##### ENTRIES #####

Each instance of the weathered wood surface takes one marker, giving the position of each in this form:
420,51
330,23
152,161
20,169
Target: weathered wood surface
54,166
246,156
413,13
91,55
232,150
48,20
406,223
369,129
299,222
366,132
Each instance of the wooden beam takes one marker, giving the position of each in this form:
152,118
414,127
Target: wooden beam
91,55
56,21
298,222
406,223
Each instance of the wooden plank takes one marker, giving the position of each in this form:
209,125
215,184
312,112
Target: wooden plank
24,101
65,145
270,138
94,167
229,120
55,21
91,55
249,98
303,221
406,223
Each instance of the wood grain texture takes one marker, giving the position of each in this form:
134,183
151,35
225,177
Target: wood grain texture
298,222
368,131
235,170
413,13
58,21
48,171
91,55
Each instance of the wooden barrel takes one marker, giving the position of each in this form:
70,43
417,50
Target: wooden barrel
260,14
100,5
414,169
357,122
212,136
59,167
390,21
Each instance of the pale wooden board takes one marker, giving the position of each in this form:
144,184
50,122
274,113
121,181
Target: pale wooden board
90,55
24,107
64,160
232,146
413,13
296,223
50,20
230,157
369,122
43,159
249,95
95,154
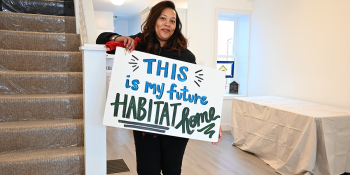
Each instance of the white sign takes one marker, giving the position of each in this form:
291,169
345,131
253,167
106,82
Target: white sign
159,95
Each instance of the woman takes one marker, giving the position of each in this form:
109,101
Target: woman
161,35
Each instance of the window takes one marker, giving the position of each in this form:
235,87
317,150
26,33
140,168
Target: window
227,42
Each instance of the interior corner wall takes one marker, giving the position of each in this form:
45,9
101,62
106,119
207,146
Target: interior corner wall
104,21
201,26
241,64
301,50
134,26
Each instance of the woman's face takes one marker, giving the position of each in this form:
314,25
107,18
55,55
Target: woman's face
165,25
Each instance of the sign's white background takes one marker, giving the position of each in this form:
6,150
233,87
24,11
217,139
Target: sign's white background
211,86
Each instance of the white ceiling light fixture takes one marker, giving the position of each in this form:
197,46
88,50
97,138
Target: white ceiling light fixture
117,2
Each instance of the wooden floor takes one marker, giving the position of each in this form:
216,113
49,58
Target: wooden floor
201,158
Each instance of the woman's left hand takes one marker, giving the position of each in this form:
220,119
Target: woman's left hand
220,137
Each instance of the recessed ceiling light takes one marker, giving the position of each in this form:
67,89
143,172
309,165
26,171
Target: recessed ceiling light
117,2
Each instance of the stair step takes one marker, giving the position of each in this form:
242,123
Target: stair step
48,7
43,23
47,61
39,41
34,135
41,107
44,162
18,82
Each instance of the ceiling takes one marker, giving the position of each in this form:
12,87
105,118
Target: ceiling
130,8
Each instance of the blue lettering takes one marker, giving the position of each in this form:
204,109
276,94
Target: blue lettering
171,91
159,68
184,77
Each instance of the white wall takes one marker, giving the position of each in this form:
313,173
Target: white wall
201,26
104,21
121,27
301,50
201,20
134,26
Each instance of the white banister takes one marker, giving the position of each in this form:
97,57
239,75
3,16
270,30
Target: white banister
85,21
94,71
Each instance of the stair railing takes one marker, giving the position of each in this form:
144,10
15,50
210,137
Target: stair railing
94,74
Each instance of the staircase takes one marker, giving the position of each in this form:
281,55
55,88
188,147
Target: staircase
41,94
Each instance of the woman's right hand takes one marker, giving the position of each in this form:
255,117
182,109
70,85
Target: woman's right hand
128,42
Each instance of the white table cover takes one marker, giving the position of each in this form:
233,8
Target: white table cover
293,137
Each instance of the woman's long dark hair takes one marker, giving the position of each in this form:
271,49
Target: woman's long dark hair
176,42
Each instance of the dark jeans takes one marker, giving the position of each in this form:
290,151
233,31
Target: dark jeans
159,153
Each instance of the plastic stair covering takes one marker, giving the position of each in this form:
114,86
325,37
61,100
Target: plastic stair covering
46,61
64,161
39,41
15,82
41,107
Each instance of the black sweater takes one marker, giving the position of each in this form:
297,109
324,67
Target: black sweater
185,55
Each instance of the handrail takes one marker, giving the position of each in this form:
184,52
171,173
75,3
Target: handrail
86,28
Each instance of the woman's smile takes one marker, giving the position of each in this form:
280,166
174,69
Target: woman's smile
165,25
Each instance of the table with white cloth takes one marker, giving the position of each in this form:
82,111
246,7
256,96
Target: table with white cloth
292,136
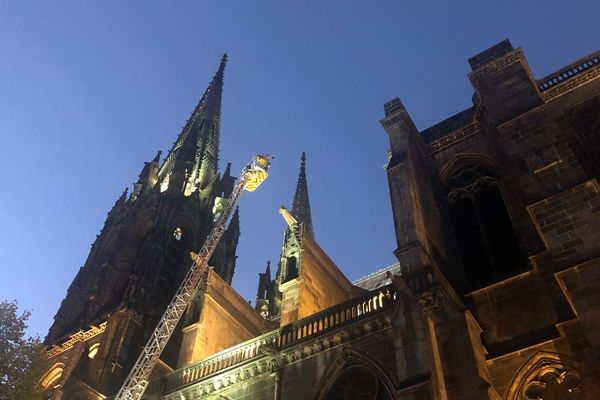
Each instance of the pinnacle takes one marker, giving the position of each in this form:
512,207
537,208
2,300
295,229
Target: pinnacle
301,204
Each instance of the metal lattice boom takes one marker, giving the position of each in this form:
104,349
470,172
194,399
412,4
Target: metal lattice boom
134,386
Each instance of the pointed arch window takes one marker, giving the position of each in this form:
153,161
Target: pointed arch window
486,239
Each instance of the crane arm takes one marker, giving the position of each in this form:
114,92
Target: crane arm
136,382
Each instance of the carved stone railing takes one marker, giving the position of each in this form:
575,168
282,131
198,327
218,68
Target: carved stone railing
337,316
241,353
289,335
575,74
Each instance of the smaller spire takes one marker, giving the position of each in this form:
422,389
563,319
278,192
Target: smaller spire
227,170
301,204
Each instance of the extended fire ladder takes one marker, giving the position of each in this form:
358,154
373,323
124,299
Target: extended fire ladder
134,386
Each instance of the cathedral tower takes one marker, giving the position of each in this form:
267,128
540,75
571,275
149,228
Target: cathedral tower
139,259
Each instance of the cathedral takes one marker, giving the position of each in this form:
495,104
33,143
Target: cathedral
496,293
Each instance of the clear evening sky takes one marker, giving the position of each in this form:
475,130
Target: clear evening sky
89,90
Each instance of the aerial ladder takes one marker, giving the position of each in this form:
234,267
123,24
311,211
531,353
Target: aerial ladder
134,386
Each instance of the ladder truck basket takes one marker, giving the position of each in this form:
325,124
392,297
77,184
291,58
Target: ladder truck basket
256,171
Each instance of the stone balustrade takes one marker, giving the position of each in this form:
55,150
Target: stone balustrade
289,335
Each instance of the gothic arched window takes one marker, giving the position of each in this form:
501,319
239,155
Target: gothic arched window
485,236
358,383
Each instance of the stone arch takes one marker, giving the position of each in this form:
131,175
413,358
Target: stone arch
350,364
480,216
463,160
541,370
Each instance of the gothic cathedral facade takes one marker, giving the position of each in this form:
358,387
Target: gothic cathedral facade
496,294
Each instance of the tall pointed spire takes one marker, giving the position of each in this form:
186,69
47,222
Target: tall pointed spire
301,204
195,153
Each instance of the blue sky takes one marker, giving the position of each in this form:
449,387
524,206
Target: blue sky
90,90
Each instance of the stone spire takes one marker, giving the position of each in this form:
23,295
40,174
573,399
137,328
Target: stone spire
301,204
195,153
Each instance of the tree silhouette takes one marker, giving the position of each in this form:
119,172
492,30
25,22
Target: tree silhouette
22,360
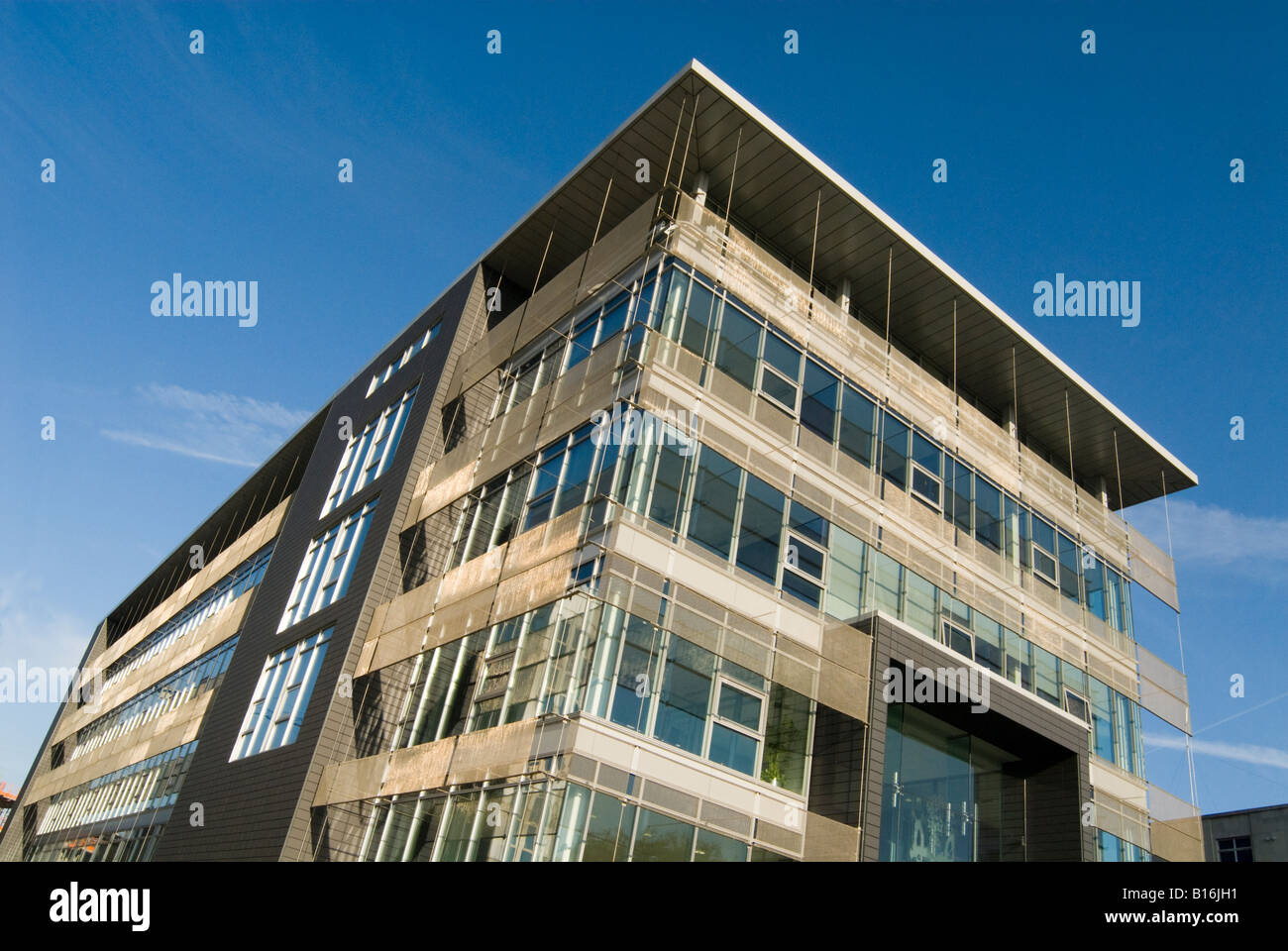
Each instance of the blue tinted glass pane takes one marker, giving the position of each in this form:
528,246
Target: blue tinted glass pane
857,425
809,523
784,357
894,455
818,403
715,499
738,346
799,587
739,706
686,697
697,321
760,528
733,749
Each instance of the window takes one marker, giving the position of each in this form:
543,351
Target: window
960,512
738,346
1235,848
858,425
369,454
327,568
805,565
682,715
281,697
1094,581
1043,551
1102,722
399,363
1046,668
894,451
787,722
927,463
958,639
818,406
988,643
781,372
1070,556
988,514
1077,703
735,728
715,500
760,530
675,290
698,320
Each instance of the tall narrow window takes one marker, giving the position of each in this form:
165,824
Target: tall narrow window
988,514
715,501
327,568
738,346
858,425
369,454
761,528
818,405
927,466
894,453
1043,551
781,371
281,697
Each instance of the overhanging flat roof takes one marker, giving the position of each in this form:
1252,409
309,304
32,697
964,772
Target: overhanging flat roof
695,123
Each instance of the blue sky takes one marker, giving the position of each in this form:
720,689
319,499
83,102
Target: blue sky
223,165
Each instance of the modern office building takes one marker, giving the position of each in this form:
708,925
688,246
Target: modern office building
708,515
1247,835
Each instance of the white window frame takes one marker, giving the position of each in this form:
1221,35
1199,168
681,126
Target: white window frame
327,568
799,538
912,486
765,367
1054,578
286,684
1085,701
713,718
368,457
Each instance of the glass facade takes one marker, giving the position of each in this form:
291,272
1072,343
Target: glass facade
147,785
214,599
575,655
947,795
168,693
540,821
702,496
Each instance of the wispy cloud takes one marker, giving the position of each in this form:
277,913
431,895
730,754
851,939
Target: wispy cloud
1216,536
35,632
1240,753
215,427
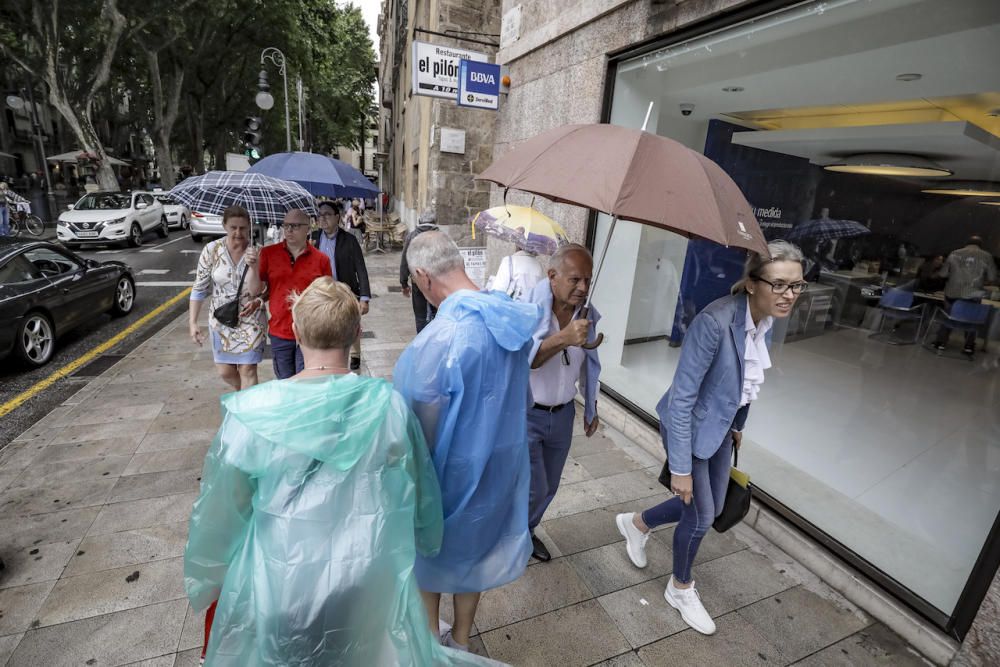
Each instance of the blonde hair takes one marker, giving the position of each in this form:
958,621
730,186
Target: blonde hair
326,315
779,251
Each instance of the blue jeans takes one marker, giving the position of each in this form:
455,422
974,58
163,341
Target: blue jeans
550,435
287,357
709,481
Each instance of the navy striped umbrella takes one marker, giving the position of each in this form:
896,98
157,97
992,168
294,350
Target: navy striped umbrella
824,229
266,198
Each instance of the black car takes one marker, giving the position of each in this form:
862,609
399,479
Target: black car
46,290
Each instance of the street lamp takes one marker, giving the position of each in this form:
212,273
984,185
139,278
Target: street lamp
264,98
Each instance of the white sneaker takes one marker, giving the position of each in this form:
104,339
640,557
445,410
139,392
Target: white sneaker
688,602
635,539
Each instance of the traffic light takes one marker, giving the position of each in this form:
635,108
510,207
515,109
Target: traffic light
251,136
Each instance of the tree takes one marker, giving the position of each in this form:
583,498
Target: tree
338,63
71,47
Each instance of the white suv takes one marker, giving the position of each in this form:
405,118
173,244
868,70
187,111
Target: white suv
112,217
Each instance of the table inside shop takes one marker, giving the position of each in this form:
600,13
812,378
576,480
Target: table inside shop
992,323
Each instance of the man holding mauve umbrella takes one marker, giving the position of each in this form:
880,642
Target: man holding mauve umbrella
558,364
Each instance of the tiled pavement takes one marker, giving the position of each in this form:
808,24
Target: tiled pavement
94,501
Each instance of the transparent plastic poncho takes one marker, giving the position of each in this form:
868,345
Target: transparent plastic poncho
316,497
466,378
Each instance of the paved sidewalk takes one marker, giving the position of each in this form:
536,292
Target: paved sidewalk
94,502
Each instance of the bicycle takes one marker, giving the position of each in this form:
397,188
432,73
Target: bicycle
24,219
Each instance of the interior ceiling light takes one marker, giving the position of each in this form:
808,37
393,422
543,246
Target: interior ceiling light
889,164
966,189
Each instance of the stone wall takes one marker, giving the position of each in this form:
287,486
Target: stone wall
558,70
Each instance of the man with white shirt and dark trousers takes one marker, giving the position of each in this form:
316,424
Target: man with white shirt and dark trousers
346,260
558,364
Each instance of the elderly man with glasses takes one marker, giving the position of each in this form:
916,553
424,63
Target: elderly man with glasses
285,267
346,260
559,364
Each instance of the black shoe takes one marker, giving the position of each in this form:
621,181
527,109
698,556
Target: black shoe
539,551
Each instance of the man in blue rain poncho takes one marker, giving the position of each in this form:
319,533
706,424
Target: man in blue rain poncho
466,378
316,496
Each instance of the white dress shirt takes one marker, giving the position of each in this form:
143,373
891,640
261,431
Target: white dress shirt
756,359
554,383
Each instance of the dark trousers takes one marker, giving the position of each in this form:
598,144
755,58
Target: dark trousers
709,483
550,435
423,311
287,357
945,330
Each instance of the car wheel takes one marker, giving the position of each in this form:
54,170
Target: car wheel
36,339
135,235
124,297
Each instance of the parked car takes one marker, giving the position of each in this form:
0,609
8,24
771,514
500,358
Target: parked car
177,214
46,290
112,217
205,224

#####

[GOAL]
Locate the line that contains "Each instance of the dark trousers". Repeat it and every line after it, up to and including the final line, exactly.

[RESPONSE TO THIS TASK]
Each instance of the dark trousers takes one marker, giving the position of each in this form:
598,144
755,58
Target: dark trousers
709,483
550,435
423,311
287,357
945,330
Each instance of the car wheel takes one marker, giving the position of each in this form:
54,170
Target: car wheel
36,339
135,235
124,297
Each instance of the parked car takes one marker, giving the position of each in this form:
0,609
8,24
771,514
500,358
Target: parked car
177,214
46,290
112,217
205,224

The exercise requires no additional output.